▸ Stated exercise:
Reproduce the stretch of the data from the line containing "Annotate rippling water" through the line containing "264,220,289,242", both included, omitting the pictures.

— START Material for this exercise —

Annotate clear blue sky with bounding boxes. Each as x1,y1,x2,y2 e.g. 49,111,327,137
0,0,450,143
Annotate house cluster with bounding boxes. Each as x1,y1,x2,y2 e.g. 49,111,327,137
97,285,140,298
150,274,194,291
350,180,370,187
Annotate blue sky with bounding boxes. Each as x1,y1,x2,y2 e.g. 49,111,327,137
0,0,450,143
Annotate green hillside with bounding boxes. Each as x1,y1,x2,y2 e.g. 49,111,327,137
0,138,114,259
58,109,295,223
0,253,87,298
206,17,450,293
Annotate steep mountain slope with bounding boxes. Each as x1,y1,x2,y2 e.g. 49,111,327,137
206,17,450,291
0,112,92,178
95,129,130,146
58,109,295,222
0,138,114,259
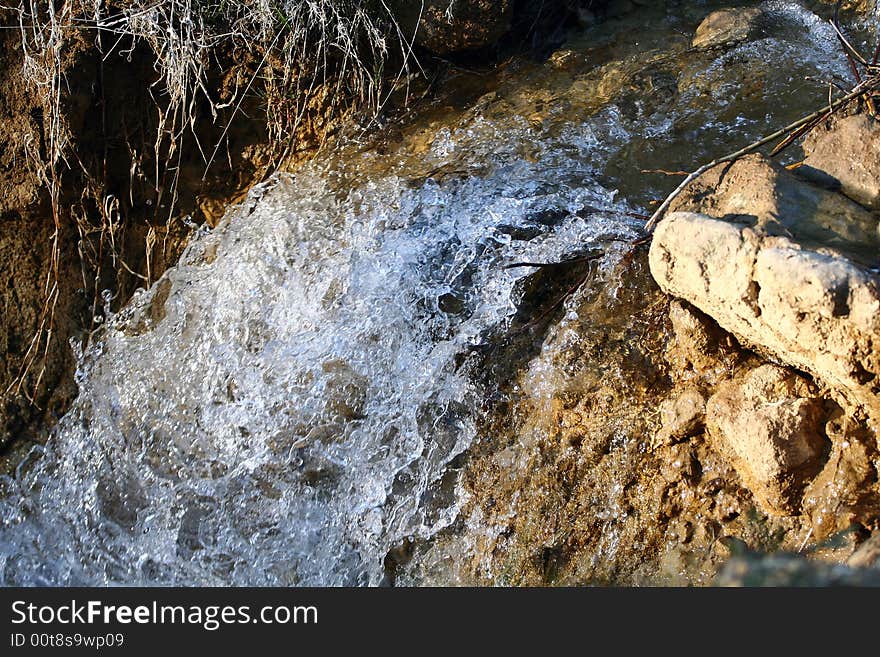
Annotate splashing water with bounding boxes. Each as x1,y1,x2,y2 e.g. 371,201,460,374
0,2,868,585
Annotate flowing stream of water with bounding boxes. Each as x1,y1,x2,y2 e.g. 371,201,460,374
0,1,872,585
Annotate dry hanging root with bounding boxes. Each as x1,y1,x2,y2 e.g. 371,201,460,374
645,2,880,233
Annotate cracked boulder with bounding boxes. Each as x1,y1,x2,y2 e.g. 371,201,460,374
803,114,880,210
650,157,880,419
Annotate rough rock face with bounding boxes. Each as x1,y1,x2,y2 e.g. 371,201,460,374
650,158,880,418
692,7,764,48
670,155,880,266
395,0,513,55
706,365,825,515
804,114,880,210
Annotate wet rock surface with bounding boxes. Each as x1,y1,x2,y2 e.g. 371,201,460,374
651,159,880,416
0,3,880,585
395,0,514,55
706,365,826,515
801,114,880,210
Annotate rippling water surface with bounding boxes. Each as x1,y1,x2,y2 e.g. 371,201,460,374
0,2,868,585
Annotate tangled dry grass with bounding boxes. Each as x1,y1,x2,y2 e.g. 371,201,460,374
0,0,422,397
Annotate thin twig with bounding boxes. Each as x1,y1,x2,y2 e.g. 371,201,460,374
645,78,880,232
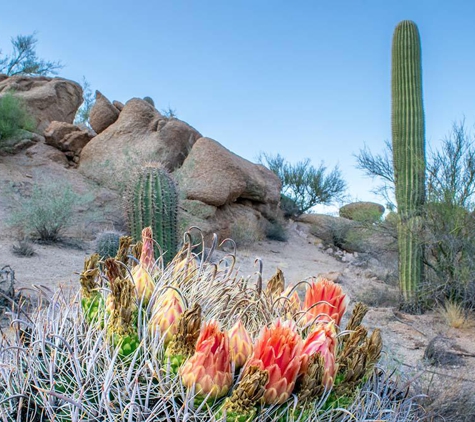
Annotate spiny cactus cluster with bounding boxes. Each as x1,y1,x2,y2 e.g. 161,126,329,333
126,165,178,265
391,21,426,305
0,228,417,422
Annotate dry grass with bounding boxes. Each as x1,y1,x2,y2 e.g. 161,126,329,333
438,300,475,328
413,375,475,422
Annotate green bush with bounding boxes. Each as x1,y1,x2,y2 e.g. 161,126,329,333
258,153,346,216
340,202,384,224
0,92,34,146
9,180,91,242
95,230,123,259
264,220,289,242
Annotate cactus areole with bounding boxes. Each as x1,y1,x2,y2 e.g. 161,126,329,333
391,21,425,303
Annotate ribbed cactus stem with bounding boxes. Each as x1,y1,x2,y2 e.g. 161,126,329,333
392,21,425,304
127,166,178,264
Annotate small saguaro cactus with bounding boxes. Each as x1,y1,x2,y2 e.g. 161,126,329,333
391,21,426,305
126,165,178,264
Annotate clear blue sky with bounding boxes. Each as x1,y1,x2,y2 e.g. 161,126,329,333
0,0,475,211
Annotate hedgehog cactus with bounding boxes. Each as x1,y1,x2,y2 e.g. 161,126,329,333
179,321,233,400
132,227,155,306
126,166,178,264
0,229,420,422
107,277,139,358
391,21,426,305
79,254,104,324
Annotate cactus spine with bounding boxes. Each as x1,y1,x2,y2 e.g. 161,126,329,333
391,21,425,305
126,166,178,264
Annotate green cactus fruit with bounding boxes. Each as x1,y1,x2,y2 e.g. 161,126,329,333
126,166,178,265
107,277,140,359
391,21,426,306
81,293,105,327
79,254,105,325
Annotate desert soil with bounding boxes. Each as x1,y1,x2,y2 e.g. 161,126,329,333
0,147,475,404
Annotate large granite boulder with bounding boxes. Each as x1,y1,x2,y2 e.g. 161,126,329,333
89,91,120,134
44,121,93,164
79,98,201,189
176,138,281,213
0,76,83,135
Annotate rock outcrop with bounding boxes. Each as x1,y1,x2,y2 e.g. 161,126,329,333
79,98,201,189
0,76,83,135
89,91,120,134
177,138,281,212
44,121,93,165
175,138,281,240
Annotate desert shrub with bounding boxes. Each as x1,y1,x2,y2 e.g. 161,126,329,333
9,180,91,242
0,33,64,76
265,220,289,242
74,76,95,128
95,230,123,259
280,194,300,218
438,300,474,328
143,96,155,107
230,217,265,247
339,202,384,224
357,121,475,309
259,153,346,216
12,239,35,258
0,92,34,143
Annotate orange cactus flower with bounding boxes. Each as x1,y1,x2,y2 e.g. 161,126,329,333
304,278,348,325
228,319,252,368
300,321,337,388
149,289,184,346
245,320,303,404
132,227,155,305
179,321,233,399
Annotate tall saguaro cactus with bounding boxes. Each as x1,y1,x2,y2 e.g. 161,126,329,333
391,21,425,305
126,166,178,264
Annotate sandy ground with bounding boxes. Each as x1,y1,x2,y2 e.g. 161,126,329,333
0,147,475,410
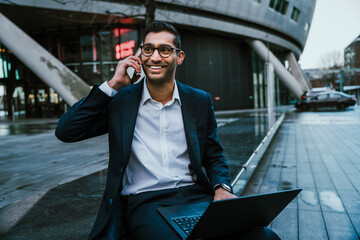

— END Material for this exercise —

▸ Response to this exercise:
Annotate rippling water surface with bounding boxes. Each as x1,y1,x2,y2 e.g. 371,201,460,374
0,2,868,585
Annotate tangled dry grass with bounding boxes. Each as x1,y1,x2,y2 e.g. 371,201,460,374
0,0,422,397
Annotate thin twig with bounding boxes. Each as x1,y1,x2,y2 e.g. 371,201,460,374
645,78,880,232
Annotate spiny cactus cluster with bounding boxes. Each as x1,y1,x2,y2 e.g. 161,126,329,333
126,165,178,265
391,21,426,305
0,228,417,422
Annotate dry grass with bounding boxes. Each as x1,y1,x2,y2 e.g. 161,126,329,333
438,300,475,328
413,375,475,422
Annotate green bush with bounding boxes. Each as x1,y1,x2,y2 e.g. 161,126,329,333
258,153,346,216
340,202,384,224
0,92,34,146
9,180,91,242
95,230,123,259
264,220,289,242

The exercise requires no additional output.